Every line from the one containing "For every instance of the green stalk" to the last line of the listing below should be given again exactly.

Material provided =>
=== Begin Enclosure ===

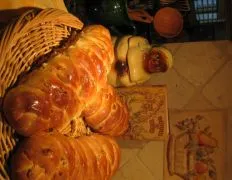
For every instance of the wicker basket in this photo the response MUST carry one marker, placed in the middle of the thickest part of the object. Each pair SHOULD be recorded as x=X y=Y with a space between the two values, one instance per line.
x=24 y=41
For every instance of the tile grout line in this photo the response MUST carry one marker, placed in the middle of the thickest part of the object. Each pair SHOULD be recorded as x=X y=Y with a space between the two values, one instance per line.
x=139 y=159
x=214 y=74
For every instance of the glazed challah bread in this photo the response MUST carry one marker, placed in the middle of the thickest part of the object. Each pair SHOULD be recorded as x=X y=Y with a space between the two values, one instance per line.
x=69 y=85
x=52 y=156
x=107 y=109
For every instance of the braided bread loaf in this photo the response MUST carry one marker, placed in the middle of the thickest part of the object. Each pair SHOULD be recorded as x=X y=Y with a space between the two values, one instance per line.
x=54 y=156
x=70 y=85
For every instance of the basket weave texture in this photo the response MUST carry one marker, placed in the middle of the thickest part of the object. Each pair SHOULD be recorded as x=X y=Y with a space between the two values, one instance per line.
x=23 y=41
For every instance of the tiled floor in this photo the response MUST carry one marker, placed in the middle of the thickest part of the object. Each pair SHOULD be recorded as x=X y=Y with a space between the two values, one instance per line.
x=200 y=80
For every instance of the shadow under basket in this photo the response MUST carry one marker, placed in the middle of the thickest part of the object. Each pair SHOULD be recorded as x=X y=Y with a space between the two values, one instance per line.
x=24 y=41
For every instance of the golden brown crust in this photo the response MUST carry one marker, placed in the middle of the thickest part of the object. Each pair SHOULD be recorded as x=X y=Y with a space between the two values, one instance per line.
x=60 y=90
x=108 y=114
x=54 y=156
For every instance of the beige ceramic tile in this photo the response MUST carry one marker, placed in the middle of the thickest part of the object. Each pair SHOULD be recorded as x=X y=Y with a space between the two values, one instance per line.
x=197 y=145
x=152 y=156
x=129 y=149
x=173 y=47
x=127 y=154
x=179 y=90
x=224 y=46
x=229 y=146
x=133 y=170
x=199 y=102
x=217 y=90
x=198 y=61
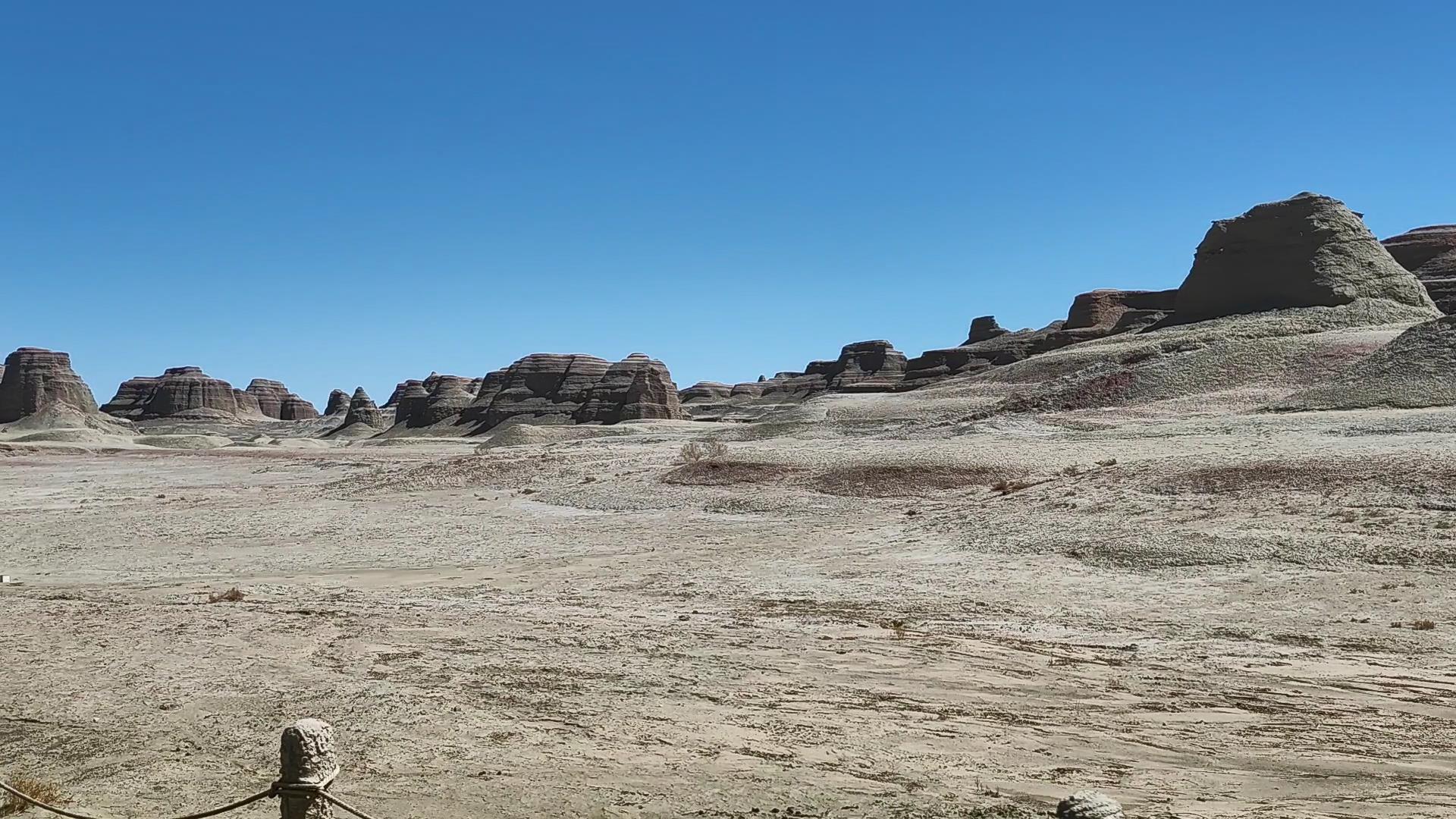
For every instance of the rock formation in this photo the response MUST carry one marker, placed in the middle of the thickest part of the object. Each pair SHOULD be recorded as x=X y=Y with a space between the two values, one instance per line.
x=1301 y=253
x=275 y=401
x=447 y=397
x=1090 y=805
x=270 y=395
x=131 y=397
x=705 y=391
x=394 y=397
x=34 y=379
x=865 y=366
x=362 y=410
x=410 y=398
x=574 y=390
x=983 y=328
x=1416 y=369
x=637 y=387
x=1123 y=309
x=1430 y=254
x=181 y=392
x=1092 y=315
x=297 y=409
x=340 y=403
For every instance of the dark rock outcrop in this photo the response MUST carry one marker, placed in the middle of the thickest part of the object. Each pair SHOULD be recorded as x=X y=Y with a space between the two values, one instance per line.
x=1430 y=254
x=545 y=387
x=340 y=403
x=362 y=410
x=131 y=397
x=410 y=400
x=36 y=379
x=449 y=397
x=181 y=392
x=705 y=391
x=275 y=401
x=1107 y=309
x=297 y=409
x=983 y=328
x=1416 y=369
x=270 y=395
x=1301 y=253
x=554 y=388
x=637 y=387
x=394 y=397
x=865 y=366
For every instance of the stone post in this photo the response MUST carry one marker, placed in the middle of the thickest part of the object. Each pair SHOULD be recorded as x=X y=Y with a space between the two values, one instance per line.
x=306 y=758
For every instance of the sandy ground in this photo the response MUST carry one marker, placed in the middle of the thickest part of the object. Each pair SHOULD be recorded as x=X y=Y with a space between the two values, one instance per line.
x=856 y=624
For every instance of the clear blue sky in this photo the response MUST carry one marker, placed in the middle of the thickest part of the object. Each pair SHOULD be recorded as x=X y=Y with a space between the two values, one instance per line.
x=356 y=193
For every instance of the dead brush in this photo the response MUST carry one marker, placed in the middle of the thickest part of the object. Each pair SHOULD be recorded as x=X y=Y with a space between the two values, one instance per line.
x=33 y=787
x=234 y=595
x=1006 y=485
x=696 y=452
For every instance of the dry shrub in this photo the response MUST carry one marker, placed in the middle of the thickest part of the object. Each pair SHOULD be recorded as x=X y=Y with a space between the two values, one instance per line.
x=724 y=472
x=231 y=596
x=34 y=787
x=1006 y=485
x=1398 y=474
x=908 y=480
x=696 y=452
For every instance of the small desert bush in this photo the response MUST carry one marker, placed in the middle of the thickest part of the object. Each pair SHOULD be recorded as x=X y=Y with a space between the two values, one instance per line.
x=34 y=787
x=696 y=452
x=1006 y=485
x=723 y=472
x=231 y=596
x=906 y=480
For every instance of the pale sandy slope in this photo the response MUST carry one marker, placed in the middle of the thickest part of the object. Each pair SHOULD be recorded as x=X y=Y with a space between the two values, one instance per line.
x=1201 y=629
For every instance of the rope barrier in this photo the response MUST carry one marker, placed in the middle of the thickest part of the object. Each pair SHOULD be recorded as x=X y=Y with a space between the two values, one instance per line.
x=273 y=790
x=344 y=805
x=277 y=789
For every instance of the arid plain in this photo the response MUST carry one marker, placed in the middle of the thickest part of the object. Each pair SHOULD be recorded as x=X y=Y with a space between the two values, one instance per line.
x=1190 y=548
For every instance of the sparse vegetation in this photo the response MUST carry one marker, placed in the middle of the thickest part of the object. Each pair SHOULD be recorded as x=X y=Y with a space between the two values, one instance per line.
x=900 y=480
x=34 y=787
x=1006 y=485
x=696 y=452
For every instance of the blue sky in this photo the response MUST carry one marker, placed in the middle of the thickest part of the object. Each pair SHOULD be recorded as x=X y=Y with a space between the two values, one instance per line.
x=340 y=194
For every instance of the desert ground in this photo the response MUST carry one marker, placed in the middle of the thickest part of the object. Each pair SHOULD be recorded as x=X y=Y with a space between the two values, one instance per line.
x=1200 y=613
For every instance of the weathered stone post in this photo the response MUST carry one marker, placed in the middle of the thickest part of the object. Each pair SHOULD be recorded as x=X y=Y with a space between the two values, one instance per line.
x=308 y=765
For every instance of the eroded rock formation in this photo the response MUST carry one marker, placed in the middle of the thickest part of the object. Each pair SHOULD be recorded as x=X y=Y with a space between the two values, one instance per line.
x=275 y=401
x=340 y=403
x=637 y=387
x=362 y=410
x=1430 y=254
x=34 y=379
x=705 y=391
x=1301 y=253
x=181 y=392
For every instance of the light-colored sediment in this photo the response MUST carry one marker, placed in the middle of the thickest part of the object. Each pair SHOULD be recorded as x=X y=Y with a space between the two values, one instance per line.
x=840 y=617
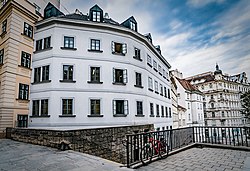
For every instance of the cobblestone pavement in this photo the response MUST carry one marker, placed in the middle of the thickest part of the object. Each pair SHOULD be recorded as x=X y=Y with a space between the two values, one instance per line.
x=17 y=156
x=202 y=159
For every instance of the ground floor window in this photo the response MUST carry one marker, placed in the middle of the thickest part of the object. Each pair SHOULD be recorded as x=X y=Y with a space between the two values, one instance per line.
x=22 y=121
x=120 y=107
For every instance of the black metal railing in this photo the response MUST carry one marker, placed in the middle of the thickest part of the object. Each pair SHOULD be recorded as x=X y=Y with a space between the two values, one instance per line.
x=233 y=136
x=182 y=137
x=174 y=139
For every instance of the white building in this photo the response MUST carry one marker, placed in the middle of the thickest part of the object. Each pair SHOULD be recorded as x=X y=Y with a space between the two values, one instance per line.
x=222 y=96
x=190 y=102
x=93 y=71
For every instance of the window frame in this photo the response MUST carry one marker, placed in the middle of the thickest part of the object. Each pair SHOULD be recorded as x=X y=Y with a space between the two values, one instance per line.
x=137 y=54
x=150 y=84
x=98 y=75
x=124 y=78
x=95 y=42
x=139 y=108
x=70 y=44
x=1 y=56
x=23 y=91
x=28 y=30
x=68 y=75
x=95 y=114
x=149 y=60
x=25 y=60
x=47 y=42
x=138 y=80
x=124 y=111
x=4 y=26
x=71 y=111
x=123 y=48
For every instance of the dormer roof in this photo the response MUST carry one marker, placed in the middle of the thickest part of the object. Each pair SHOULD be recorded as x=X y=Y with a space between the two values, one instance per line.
x=128 y=23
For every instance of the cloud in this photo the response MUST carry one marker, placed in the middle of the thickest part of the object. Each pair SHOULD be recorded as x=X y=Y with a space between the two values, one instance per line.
x=202 y=3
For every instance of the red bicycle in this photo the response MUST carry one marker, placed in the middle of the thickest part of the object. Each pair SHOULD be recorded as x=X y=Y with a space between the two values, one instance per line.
x=154 y=147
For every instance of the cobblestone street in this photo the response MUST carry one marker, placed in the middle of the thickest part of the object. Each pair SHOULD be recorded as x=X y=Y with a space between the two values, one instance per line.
x=17 y=156
x=201 y=159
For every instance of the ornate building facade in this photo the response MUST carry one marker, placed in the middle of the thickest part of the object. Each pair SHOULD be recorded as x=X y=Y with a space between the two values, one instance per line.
x=222 y=96
x=89 y=70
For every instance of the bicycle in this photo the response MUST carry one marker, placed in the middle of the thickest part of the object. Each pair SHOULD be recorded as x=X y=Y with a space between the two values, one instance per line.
x=154 y=147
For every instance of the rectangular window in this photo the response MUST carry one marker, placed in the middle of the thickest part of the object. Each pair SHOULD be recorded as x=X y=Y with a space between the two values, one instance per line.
x=149 y=61
x=151 y=109
x=95 y=45
x=164 y=73
x=39 y=44
x=35 y=108
x=1 y=56
x=45 y=73
x=139 y=108
x=23 y=91
x=150 y=83
x=169 y=93
x=37 y=75
x=22 y=121
x=157 y=110
x=156 y=87
x=161 y=88
x=155 y=65
x=4 y=26
x=67 y=106
x=165 y=92
x=160 y=69
x=68 y=42
x=95 y=74
x=119 y=76
x=132 y=26
x=120 y=107
x=47 y=42
x=162 y=111
x=25 y=59
x=138 y=82
x=137 y=54
x=96 y=16
x=44 y=107
x=28 y=30
x=68 y=72
x=95 y=107
x=119 y=48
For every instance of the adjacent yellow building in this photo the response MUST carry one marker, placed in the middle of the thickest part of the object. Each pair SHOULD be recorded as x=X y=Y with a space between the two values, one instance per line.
x=17 y=19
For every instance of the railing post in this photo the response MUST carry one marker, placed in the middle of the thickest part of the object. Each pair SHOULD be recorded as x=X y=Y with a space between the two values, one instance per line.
x=193 y=135
x=127 y=150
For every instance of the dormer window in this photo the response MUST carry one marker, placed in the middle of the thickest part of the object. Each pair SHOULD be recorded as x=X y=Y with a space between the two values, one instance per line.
x=132 y=26
x=96 y=16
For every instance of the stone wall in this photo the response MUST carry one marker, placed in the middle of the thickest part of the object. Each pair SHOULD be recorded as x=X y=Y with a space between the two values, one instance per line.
x=102 y=142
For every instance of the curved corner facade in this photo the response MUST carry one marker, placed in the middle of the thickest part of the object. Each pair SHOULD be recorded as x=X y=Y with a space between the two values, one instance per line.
x=97 y=74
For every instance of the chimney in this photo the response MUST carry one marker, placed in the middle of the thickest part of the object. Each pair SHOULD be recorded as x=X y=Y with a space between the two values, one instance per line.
x=106 y=15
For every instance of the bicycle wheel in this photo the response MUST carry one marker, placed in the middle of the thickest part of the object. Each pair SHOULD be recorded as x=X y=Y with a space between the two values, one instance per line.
x=146 y=154
x=163 y=149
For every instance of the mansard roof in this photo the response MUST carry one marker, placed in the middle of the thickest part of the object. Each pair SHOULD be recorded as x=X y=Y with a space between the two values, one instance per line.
x=206 y=77
x=187 y=86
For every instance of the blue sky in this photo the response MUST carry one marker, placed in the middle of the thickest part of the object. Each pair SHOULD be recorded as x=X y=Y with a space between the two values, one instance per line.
x=193 y=34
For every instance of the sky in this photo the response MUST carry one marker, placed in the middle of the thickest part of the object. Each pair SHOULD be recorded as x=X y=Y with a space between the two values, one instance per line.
x=194 y=35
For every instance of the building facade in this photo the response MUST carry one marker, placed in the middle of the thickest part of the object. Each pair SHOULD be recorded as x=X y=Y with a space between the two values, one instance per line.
x=89 y=70
x=17 y=18
x=222 y=96
x=174 y=97
x=190 y=102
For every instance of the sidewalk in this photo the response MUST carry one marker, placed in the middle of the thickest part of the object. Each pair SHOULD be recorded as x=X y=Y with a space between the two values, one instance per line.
x=17 y=156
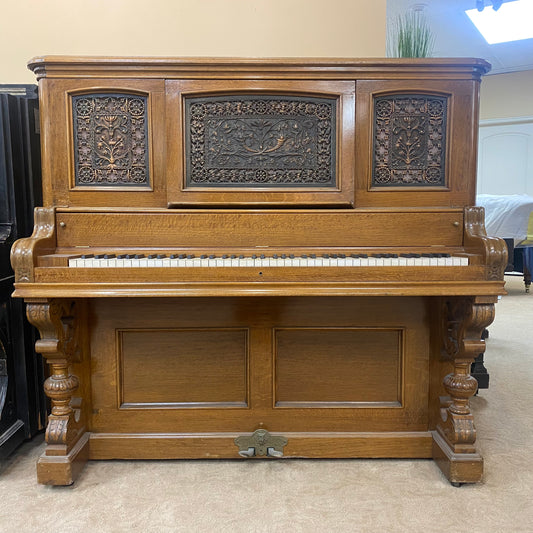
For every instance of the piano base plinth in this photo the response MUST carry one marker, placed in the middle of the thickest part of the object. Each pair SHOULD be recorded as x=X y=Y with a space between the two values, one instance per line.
x=457 y=467
x=63 y=469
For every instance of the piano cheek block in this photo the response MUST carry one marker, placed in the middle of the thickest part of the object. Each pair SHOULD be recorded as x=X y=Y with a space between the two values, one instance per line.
x=287 y=278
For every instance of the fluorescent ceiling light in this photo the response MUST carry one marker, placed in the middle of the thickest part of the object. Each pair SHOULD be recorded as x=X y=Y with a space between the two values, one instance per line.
x=512 y=22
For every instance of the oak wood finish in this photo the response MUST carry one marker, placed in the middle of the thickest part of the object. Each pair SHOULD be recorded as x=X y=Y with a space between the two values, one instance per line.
x=152 y=363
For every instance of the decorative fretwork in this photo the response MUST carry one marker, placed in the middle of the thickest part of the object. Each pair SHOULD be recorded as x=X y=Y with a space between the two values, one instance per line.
x=409 y=140
x=260 y=140
x=110 y=139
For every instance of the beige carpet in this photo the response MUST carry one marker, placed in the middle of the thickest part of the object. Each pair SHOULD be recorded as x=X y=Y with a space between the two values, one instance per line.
x=383 y=496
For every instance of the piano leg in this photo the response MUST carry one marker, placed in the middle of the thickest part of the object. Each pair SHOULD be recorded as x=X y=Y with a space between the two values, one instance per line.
x=67 y=442
x=455 y=435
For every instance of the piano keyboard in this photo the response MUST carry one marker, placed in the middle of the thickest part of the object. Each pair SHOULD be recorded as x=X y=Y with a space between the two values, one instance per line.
x=275 y=260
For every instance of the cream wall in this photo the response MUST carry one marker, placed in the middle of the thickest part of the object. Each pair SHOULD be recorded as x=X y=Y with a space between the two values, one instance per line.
x=247 y=28
x=507 y=95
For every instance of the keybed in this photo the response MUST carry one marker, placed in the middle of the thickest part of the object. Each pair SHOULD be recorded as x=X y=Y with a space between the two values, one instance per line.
x=263 y=260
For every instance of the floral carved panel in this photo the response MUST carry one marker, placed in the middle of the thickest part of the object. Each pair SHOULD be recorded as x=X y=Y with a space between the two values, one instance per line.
x=260 y=140
x=409 y=140
x=110 y=140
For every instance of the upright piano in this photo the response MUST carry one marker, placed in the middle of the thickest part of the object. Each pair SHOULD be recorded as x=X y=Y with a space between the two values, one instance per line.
x=246 y=258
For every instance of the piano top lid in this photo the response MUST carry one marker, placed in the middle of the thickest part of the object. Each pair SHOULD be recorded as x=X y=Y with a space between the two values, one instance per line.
x=253 y=68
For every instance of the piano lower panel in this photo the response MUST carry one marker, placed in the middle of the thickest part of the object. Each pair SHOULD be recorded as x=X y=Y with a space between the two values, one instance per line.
x=312 y=366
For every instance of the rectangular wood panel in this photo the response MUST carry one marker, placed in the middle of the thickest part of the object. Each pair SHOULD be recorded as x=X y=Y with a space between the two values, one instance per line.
x=183 y=367
x=332 y=366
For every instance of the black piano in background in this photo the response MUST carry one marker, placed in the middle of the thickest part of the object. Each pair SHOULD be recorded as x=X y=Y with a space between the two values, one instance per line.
x=22 y=402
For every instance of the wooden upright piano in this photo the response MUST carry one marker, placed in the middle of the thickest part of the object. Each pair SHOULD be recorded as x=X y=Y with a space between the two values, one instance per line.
x=259 y=258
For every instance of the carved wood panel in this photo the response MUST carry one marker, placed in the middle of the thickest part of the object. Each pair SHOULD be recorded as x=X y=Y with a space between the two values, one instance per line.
x=110 y=140
x=260 y=140
x=409 y=137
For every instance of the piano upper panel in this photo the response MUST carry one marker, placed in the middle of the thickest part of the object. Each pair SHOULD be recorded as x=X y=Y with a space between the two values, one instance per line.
x=96 y=101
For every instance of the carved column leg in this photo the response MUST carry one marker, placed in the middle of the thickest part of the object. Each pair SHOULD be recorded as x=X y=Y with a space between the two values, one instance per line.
x=67 y=442
x=453 y=441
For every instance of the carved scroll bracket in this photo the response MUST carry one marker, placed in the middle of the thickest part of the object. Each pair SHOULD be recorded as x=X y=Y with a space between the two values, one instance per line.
x=24 y=252
x=492 y=249
x=59 y=344
x=465 y=320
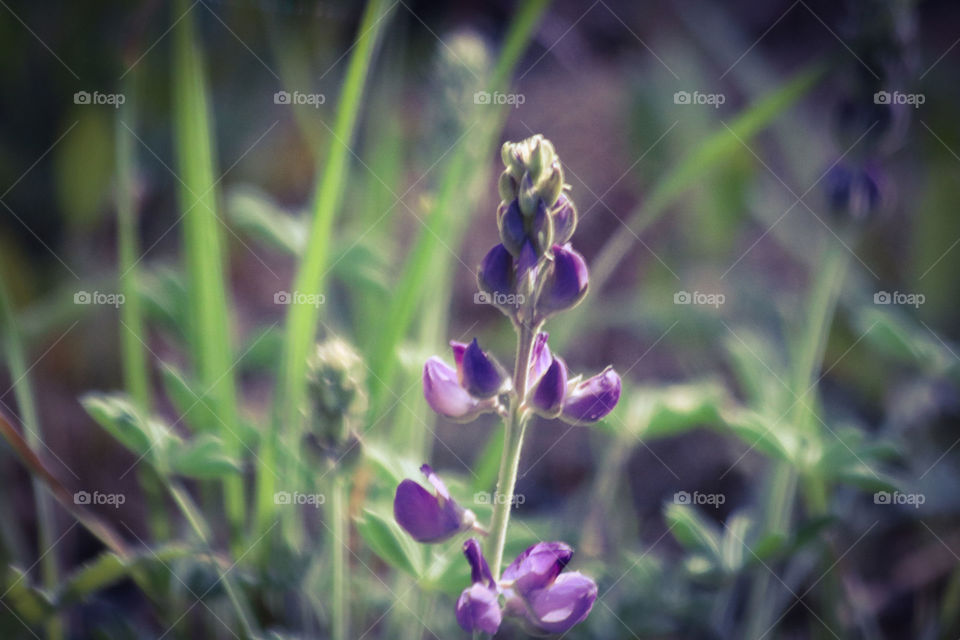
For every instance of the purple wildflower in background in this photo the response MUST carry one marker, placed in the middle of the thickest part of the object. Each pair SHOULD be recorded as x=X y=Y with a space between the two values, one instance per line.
x=428 y=517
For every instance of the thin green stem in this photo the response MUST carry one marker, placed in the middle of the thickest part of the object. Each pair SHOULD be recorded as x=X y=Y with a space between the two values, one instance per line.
x=339 y=517
x=23 y=391
x=807 y=360
x=209 y=312
x=515 y=426
x=301 y=322
x=200 y=527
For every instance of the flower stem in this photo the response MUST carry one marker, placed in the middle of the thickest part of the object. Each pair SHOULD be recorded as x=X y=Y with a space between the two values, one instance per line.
x=515 y=425
x=807 y=360
x=338 y=550
x=202 y=530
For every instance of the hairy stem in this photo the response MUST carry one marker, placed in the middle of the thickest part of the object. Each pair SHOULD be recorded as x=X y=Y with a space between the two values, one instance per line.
x=515 y=425
x=339 y=516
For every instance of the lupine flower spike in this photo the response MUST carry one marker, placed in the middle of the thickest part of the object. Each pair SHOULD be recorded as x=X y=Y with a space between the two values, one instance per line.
x=531 y=275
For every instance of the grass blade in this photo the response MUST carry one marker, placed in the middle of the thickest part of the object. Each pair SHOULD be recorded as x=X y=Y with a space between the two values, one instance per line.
x=209 y=312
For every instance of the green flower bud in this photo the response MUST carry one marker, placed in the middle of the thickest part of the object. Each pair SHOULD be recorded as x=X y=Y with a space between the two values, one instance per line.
x=551 y=185
x=336 y=392
x=507 y=187
x=528 y=196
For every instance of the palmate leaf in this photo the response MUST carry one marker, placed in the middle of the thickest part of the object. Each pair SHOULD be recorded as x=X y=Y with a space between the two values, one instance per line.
x=116 y=413
x=108 y=568
x=206 y=457
x=390 y=542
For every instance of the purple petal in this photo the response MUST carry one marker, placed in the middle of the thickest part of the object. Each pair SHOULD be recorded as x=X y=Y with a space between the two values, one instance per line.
x=592 y=399
x=478 y=609
x=564 y=219
x=495 y=274
x=563 y=604
x=482 y=376
x=566 y=283
x=512 y=232
x=540 y=359
x=541 y=229
x=458 y=349
x=445 y=395
x=549 y=394
x=538 y=566
x=479 y=569
x=420 y=514
x=526 y=262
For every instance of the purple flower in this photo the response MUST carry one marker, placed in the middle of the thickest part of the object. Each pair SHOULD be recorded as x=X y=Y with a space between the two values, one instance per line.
x=557 y=608
x=590 y=400
x=496 y=274
x=540 y=359
x=538 y=566
x=427 y=517
x=463 y=393
x=512 y=228
x=480 y=374
x=547 y=600
x=564 y=215
x=478 y=608
x=548 y=395
x=566 y=282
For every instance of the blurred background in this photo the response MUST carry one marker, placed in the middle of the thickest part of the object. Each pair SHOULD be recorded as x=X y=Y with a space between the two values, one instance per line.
x=746 y=175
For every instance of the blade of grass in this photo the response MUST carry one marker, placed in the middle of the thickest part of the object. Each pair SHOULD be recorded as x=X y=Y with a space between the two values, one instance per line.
x=302 y=319
x=23 y=392
x=209 y=311
x=446 y=221
x=133 y=350
x=715 y=150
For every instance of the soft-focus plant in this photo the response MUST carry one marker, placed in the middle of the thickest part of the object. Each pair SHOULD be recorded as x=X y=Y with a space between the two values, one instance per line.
x=532 y=275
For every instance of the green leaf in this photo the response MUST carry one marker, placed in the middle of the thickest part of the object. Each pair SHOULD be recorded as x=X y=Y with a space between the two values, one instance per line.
x=195 y=410
x=774 y=440
x=692 y=530
x=109 y=568
x=389 y=542
x=120 y=418
x=206 y=457
x=253 y=211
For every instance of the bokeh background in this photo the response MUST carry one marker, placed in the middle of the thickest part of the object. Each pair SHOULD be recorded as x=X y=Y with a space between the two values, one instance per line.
x=733 y=198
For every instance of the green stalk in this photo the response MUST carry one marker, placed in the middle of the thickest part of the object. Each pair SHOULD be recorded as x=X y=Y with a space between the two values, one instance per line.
x=23 y=391
x=202 y=530
x=133 y=350
x=515 y=425
x=302 y=319
x=209 y=311
x=807 y=361
x=340 y=524
x=446 y=229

=== End Enclosure ===

The answer =>
For every instance of the green stalk in this photo the response MUST carry one marker, placed in the middle of the thickest part of the object. Each pair SHOULD be recorded as x=X y=Y with a space between the two values, one instance per line.
x=23 y=391
x=202 y=530
x=133 y=350
x=515 y=425
x=302 y=319
x=209 y=311
x=807 y=361
x=340 y=524
x=446 y=229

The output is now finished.